[Stored dataset items]
=====
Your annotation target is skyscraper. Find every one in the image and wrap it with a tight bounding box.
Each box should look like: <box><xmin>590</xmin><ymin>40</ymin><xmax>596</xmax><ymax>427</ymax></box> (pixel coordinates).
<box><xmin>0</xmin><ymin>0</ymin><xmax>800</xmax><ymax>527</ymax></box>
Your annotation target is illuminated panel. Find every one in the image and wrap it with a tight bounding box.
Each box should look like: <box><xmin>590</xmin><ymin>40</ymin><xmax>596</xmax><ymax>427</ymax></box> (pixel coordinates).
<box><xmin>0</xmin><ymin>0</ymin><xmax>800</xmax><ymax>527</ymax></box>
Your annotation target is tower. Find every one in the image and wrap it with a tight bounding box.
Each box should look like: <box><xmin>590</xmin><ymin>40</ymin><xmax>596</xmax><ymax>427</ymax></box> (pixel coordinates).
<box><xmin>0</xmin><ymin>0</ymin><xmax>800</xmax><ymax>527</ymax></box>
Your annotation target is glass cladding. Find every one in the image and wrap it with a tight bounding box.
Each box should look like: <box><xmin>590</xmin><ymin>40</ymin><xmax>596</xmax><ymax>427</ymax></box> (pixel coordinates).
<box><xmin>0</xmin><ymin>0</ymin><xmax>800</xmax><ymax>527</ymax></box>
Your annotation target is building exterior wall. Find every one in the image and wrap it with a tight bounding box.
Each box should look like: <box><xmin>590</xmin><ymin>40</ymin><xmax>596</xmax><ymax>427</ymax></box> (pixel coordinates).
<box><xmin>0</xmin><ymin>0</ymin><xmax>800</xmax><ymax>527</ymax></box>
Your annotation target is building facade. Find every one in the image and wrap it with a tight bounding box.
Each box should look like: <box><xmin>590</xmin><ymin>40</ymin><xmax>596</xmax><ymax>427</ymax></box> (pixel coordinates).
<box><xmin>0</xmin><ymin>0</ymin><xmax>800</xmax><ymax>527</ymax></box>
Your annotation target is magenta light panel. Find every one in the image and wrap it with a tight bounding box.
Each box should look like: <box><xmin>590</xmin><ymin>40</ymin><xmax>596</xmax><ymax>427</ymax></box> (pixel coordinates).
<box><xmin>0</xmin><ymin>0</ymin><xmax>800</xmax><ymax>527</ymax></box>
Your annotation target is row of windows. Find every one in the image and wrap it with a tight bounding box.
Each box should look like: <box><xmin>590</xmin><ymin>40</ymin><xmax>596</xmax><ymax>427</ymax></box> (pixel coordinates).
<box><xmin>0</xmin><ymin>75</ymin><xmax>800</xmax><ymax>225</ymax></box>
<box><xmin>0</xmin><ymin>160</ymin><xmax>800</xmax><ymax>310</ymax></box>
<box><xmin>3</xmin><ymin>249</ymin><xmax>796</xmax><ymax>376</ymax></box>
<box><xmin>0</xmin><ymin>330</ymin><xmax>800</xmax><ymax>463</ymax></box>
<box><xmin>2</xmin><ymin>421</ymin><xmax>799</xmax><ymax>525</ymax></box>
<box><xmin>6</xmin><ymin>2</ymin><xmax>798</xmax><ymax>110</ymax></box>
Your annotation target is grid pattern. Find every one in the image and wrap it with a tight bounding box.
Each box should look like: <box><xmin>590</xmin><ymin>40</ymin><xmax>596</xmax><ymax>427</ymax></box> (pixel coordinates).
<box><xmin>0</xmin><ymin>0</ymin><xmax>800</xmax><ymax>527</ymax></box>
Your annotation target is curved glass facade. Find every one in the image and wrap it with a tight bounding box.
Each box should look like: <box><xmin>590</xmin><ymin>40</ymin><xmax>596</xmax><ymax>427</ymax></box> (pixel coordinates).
=====
Copy each line of the records above that contains the word "glass".

_Full answer_
Your annotation target is glass cladding. Find every one in the image and wrap it with a tight bounding box.
Your annotation target is curved glass facade. Find every one in the image and wrap it with a tight bounding box.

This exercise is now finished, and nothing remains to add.